**** Input data ****
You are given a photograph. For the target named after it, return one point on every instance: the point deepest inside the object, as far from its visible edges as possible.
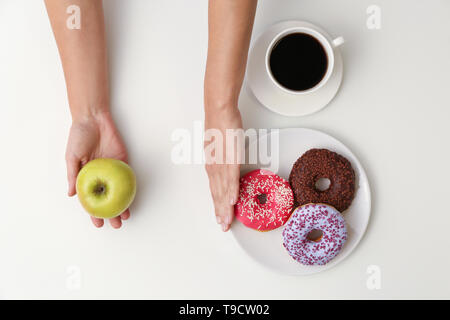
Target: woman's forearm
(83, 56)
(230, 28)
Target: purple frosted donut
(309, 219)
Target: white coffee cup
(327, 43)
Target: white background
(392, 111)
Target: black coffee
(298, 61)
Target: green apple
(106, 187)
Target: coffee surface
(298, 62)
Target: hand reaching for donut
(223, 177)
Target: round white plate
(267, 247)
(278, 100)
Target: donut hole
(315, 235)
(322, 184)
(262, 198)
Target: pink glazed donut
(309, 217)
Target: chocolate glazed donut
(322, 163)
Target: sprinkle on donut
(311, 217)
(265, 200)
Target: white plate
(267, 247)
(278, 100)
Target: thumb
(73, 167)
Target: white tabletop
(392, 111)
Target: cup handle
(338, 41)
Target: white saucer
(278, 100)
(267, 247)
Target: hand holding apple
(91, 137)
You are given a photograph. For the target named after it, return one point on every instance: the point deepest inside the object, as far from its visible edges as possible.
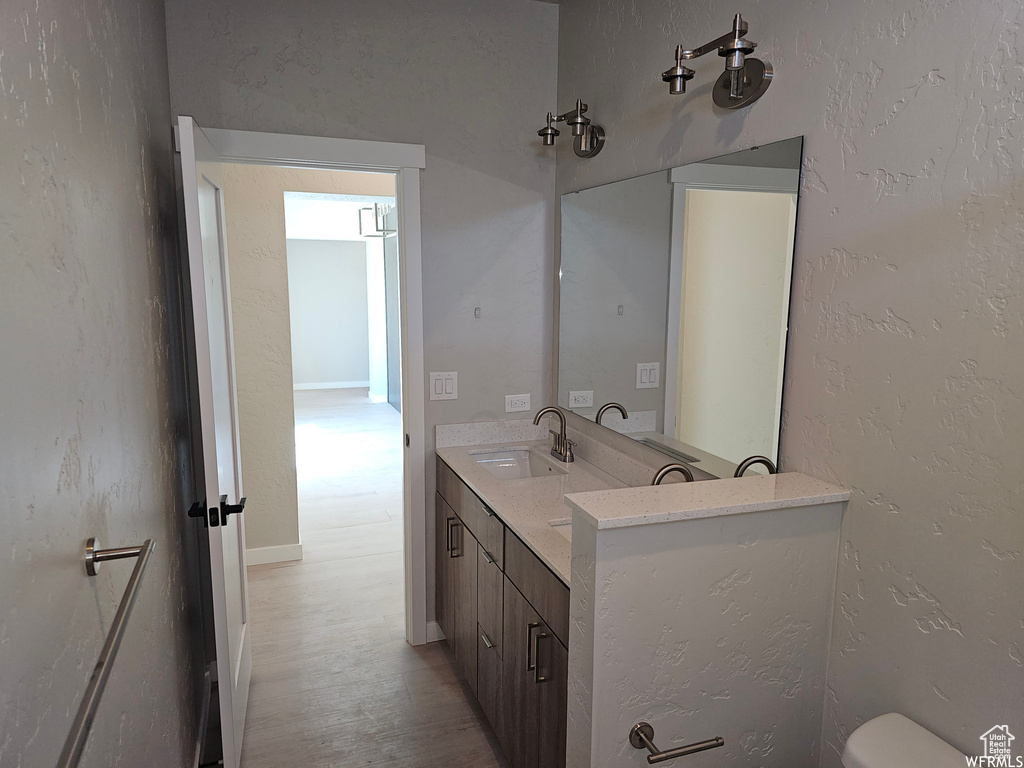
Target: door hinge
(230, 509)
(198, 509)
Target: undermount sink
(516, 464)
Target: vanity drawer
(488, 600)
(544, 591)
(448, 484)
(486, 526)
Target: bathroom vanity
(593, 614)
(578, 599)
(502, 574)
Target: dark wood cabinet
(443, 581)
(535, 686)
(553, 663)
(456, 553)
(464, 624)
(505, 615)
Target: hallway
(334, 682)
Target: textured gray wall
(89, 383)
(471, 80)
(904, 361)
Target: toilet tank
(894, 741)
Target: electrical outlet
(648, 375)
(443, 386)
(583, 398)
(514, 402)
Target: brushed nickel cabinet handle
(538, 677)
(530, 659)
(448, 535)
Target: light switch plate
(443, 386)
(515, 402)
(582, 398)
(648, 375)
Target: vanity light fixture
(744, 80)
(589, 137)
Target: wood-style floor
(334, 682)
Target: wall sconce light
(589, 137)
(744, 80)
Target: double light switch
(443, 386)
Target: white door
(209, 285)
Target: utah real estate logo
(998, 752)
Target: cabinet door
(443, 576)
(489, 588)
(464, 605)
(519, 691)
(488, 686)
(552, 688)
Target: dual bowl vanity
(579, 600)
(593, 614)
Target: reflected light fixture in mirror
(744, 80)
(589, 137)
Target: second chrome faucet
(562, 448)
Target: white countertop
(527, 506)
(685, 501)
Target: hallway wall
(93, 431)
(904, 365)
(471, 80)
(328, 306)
****
**** Input data ****
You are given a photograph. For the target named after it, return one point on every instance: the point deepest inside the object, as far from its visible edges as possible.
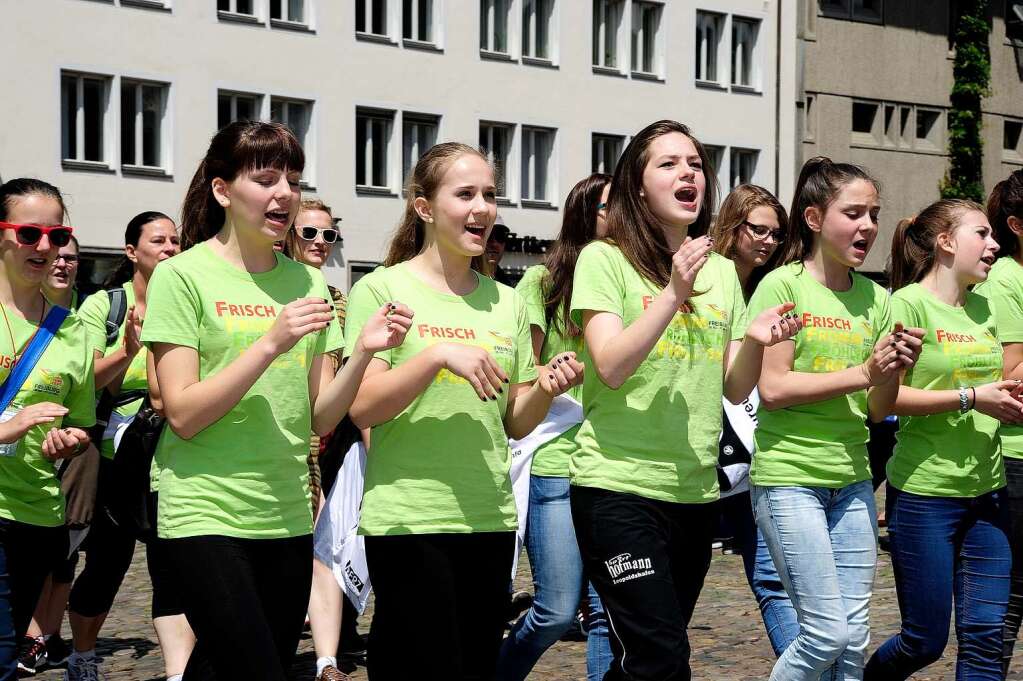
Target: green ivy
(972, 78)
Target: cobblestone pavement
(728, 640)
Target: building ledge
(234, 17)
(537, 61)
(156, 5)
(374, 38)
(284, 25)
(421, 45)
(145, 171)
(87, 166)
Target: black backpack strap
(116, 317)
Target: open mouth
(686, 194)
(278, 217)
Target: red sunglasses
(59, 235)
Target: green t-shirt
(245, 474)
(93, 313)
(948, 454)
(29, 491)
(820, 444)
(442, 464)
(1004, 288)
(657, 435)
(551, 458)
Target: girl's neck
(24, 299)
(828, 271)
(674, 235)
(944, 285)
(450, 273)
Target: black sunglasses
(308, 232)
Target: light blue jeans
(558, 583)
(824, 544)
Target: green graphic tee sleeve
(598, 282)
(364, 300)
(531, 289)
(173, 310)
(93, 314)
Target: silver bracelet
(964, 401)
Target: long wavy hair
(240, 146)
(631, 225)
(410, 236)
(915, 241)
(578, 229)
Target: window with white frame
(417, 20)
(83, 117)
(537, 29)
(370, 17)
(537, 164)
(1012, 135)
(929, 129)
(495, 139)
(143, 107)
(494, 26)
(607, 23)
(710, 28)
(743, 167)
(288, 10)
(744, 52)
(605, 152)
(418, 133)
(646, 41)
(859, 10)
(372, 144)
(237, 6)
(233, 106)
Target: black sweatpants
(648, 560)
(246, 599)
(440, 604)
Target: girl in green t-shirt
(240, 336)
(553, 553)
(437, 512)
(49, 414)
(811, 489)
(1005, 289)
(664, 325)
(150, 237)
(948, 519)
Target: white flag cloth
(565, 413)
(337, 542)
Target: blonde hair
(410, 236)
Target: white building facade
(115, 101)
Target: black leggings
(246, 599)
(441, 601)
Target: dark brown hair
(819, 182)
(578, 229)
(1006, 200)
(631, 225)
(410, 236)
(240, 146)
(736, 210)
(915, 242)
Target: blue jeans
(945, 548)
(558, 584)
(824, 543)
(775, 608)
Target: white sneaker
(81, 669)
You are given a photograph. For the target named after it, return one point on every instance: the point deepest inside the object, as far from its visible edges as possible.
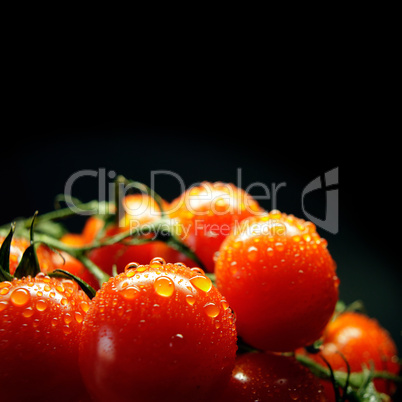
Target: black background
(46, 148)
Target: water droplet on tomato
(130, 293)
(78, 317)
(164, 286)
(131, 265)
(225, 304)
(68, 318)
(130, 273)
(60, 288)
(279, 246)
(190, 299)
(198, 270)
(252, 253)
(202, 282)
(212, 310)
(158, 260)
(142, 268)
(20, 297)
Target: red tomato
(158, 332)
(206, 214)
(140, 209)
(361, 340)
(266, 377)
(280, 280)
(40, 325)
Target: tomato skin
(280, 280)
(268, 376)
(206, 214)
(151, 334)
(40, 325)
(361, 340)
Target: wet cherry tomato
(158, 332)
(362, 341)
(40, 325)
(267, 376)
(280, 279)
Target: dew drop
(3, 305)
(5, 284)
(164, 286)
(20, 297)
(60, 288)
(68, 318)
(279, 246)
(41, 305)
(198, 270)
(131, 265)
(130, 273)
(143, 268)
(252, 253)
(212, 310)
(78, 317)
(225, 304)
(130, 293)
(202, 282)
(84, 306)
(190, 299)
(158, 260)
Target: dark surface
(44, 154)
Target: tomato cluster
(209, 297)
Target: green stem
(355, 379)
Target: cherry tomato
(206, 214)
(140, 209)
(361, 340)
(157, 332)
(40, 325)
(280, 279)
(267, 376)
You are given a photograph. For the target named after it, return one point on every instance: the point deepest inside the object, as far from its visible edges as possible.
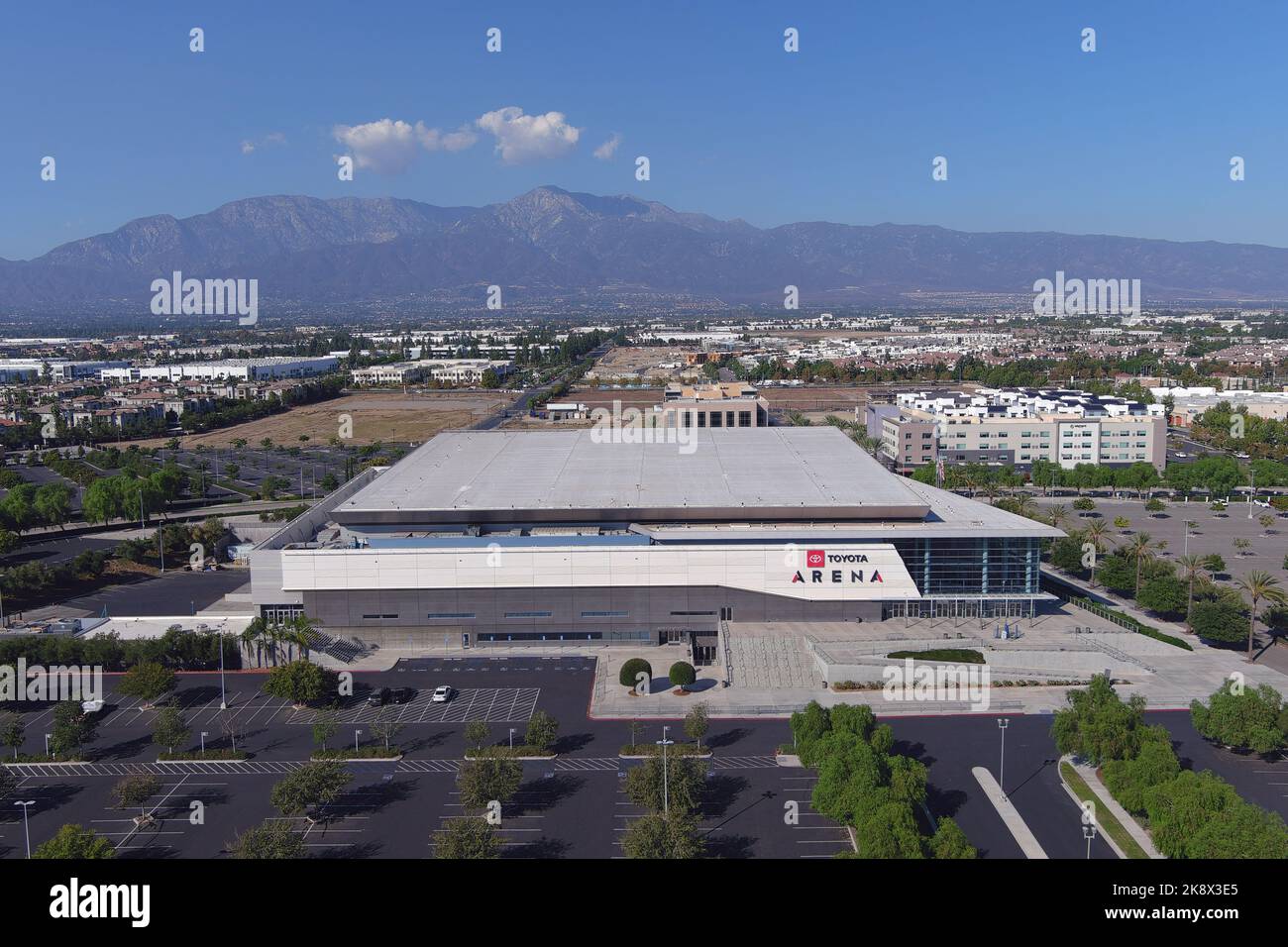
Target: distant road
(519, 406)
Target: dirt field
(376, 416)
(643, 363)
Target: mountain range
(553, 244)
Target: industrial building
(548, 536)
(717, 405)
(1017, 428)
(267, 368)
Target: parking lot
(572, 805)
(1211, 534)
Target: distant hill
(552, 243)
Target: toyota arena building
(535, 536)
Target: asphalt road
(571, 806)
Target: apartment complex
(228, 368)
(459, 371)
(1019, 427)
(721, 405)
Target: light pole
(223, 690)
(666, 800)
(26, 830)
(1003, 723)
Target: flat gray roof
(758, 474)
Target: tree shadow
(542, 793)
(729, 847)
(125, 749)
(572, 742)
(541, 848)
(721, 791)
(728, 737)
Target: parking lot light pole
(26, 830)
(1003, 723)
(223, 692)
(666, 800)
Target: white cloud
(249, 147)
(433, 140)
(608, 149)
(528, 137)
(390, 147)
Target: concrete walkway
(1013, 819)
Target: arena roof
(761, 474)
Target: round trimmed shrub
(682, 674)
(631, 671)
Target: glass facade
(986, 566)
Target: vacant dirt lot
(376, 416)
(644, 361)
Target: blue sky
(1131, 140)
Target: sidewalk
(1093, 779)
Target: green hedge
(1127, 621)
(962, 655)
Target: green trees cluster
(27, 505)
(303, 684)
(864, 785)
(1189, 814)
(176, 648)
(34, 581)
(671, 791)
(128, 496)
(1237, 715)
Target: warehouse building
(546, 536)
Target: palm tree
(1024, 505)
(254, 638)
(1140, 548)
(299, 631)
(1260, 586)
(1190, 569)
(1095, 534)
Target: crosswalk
****
**** Input data ****
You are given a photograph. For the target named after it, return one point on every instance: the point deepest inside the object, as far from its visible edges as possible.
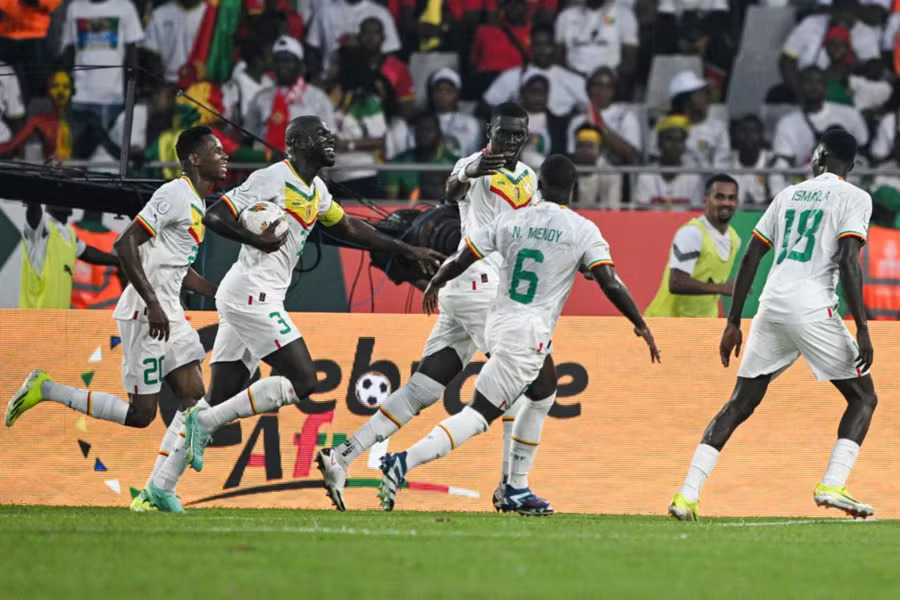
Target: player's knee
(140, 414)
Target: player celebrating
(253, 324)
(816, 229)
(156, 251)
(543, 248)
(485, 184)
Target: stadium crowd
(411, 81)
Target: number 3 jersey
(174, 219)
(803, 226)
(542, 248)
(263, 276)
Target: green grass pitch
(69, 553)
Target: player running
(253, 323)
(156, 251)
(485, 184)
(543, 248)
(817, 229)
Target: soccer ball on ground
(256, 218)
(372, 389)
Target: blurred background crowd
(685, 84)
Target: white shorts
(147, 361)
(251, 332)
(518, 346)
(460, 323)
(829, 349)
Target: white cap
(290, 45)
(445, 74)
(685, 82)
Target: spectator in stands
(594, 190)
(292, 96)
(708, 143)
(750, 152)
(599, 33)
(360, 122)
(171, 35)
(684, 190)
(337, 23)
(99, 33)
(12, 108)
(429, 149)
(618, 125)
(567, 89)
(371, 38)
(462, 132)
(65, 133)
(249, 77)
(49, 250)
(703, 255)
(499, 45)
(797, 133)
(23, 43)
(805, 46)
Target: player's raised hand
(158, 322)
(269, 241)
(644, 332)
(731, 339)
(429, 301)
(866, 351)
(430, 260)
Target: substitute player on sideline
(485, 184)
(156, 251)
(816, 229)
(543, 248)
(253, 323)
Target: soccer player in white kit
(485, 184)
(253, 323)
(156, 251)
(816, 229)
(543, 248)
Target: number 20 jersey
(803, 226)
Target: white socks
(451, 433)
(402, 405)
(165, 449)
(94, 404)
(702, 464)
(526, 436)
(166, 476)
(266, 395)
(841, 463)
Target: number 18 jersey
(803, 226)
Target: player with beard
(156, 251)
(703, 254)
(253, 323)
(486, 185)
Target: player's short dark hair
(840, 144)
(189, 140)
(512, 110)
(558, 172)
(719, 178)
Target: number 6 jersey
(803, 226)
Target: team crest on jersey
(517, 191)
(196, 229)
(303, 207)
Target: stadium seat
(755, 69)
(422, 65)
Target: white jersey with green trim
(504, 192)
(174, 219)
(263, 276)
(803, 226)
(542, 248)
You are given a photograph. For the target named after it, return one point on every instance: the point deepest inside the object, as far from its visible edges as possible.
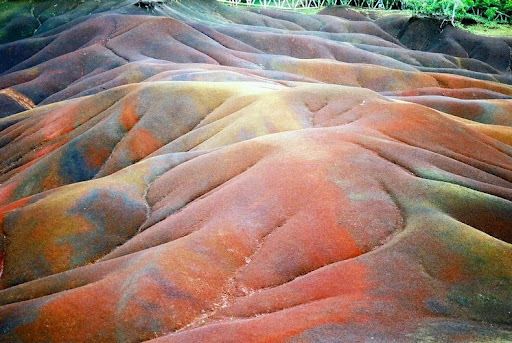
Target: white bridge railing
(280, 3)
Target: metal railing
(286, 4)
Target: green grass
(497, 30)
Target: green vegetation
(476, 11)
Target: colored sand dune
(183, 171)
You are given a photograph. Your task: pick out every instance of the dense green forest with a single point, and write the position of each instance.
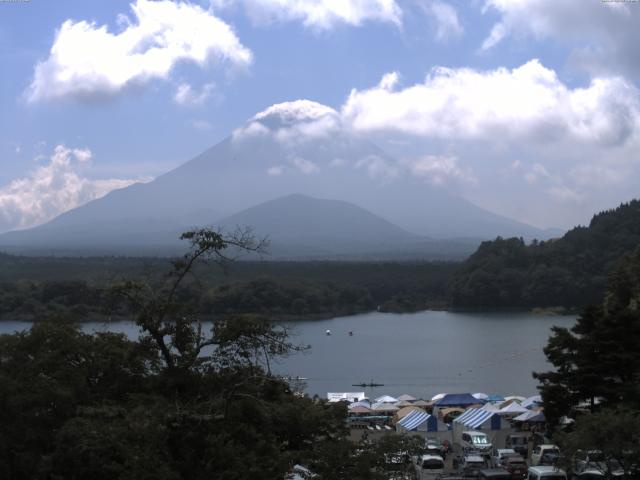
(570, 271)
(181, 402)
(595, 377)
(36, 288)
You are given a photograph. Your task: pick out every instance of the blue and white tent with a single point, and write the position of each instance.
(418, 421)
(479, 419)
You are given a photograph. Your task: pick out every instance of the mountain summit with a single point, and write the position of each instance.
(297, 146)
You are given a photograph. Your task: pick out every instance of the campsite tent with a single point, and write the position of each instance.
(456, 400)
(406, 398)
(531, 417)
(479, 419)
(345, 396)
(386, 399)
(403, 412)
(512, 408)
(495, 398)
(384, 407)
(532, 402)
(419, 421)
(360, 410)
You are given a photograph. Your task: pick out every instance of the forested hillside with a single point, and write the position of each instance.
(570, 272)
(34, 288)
****
_What you need to do_. Among the entries above, the line containing "Target: glass facade", the line containing "Target: crosswalk", and all lines between them are to be restated word for word; nothing else belongs in the reply.

_Response to the exercise_.
Target: glass facade
(986, 566)
Target: vacant dirt lot
(376, 416)
(644, 361)
Target: blue sky
(1131, 140)
Target: sidewalk
(1093, 779)
Target: green hedge
(1127, 621)
(962, 655)
Target: green trees cluster
(27, 505)
(303, 684)
(864, 785)
(1189, 814)
(176, 648)
(34, 581)
(671, 791)
(128, 496)
(1237, 715)
Target: warehouse building
(546, 536)
Target: palm tree
(1024, 505)
(254, 638)
(1140, 548)
(299, 631)
(1260, 586)
(1190, 569)
(1095, 534)
Target: crosswalk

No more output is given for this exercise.